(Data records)
• • •

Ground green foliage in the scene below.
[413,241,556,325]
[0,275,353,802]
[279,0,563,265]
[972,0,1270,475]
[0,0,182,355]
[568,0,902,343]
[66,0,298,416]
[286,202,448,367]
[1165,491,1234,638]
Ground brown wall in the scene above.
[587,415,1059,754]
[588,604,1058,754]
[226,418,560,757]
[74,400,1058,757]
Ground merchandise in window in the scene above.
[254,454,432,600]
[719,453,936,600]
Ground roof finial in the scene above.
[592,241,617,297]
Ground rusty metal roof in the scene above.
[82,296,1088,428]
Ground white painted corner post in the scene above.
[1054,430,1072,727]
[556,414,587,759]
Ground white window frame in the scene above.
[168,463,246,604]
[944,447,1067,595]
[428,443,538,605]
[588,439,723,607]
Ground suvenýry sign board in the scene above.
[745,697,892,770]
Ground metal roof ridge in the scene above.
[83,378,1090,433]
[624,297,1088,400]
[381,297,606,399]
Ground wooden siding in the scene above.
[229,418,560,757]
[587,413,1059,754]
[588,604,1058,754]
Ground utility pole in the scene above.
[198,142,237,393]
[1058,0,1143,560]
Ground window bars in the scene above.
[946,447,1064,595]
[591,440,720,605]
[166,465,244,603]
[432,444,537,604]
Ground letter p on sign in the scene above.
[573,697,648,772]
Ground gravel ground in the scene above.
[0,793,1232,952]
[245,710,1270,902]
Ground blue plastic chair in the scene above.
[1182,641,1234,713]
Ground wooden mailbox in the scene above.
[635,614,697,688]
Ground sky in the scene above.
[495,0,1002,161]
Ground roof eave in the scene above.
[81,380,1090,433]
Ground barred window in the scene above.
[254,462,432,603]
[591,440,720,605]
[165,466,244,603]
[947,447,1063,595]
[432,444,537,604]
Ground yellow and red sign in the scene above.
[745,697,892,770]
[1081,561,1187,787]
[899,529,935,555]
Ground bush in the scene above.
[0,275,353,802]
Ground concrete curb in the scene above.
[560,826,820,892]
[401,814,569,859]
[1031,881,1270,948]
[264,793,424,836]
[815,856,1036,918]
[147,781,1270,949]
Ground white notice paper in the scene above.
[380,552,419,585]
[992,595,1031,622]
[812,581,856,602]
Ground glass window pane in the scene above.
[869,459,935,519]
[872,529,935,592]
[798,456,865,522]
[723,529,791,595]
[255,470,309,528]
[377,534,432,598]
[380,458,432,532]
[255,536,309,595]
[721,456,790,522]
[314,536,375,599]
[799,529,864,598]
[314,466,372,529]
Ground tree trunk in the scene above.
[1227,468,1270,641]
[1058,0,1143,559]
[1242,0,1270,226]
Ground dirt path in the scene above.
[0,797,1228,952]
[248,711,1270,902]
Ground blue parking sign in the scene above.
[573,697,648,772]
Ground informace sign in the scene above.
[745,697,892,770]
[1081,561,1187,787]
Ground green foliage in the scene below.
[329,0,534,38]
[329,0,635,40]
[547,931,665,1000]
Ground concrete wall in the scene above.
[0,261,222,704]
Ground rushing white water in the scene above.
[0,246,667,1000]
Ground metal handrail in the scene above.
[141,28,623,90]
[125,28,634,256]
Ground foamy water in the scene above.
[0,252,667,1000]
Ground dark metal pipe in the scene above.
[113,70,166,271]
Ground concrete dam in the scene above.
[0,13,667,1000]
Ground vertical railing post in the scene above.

• • •

* [Exercise directions] Starting at the line that has "Ground concrete wall in the scene above." and continuing through the last line, write the lines again with "concrete" swapped for "cement" and everything else left as it is.

* [Worked solution]
Ground cement wall in the scene above.
[0,261,222,704]
Ground rushing white water in the scene above.
[0,246,667,1000]
Ground metal handrail in the scene above.
[141,28,623,90]
[125,28,634,256]
Ground foamy water in the scene above.
[0,252,667,1000]
Ground dark metal pipe in the scene above.
[113,70,166,271]
Ground cement dam in the scene above.
[0,13,667,1000]
Ground vertical railing post in the scene above.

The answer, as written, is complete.